[EXERCISE PROMPT]:
Write the records out exactly, so that no picture remains in the copy.

[Point-per-instance localization data]

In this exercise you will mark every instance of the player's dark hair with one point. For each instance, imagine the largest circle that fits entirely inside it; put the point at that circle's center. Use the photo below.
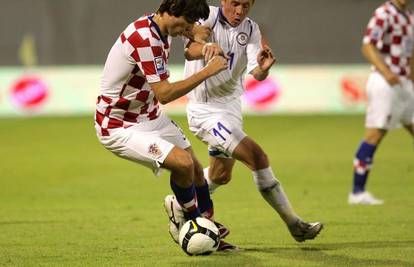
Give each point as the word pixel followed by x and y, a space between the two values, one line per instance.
pixel 191 10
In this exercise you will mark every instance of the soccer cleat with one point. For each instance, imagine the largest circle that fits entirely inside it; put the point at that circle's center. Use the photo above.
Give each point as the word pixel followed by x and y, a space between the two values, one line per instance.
pixel 302 231
pixel 364 198
pixel 224 246
pixel 223 230
pixel 176 216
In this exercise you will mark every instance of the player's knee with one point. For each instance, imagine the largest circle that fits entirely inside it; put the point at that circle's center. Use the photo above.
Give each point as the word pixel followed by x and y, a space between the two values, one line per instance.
pixel 222 179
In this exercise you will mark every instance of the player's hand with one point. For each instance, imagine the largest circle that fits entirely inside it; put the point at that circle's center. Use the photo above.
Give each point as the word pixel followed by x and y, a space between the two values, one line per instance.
pixel 211 50
pixel 265 58
pixel 216 65
pixel 391 78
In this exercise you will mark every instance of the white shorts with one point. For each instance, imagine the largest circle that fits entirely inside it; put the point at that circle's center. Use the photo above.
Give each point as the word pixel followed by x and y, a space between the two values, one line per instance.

[YOUR RESPONSE]:
In this exercise you will mark every instance of the player's dark hair with one point. For each instance, imagine the largest circle that fits entirely inside it; put the point at that circle's center. Use the photo below.
Give each point as the word pixel followed by x and y, a space between the two values, one line per instance.
pixel 191 10
In this exercise you will mark every instance of the soccer cleat with one point. For each instance, imagine the largest circle that fits entirely inside it; put the point at that circle's center. Use the photo above.
Give each point as the word pixel followed by x and y, a space between the two values, one line per instance.
pixel 302 231
pixel 364 198
pixel 224 246
pixel 223 230
pixel 176 216
In this exercise you will mark every instance of the player's knee with one point. For each instance, imagine the largest circle that fits entirely inside it; put the point at that circle's center. Use the photo above.
Give each point as the word pixel followed by x and y, a space between the two values, one line per instance.
pixel 222 179
In this exercise you will mark every instance of the player's hand with one point. For each instance, imagine the largest circle that fits entirely inside it; put the point at that circle's center. Use the photo above.
Give each point as the word pixel followed by x and y, a space between the two values, one line per instance.
pixel 211 50
pixel 265 58
pixel 216 65
pixel 391 78
In this exercise you will mark every instance of the white shorts with one point. For each instance, imagine the largest circle that fits entirely inside it; put the point at that circle's center. Use the photo above.
Give each point as the word pixel followed by x and y, a space between the two values, one line per instance.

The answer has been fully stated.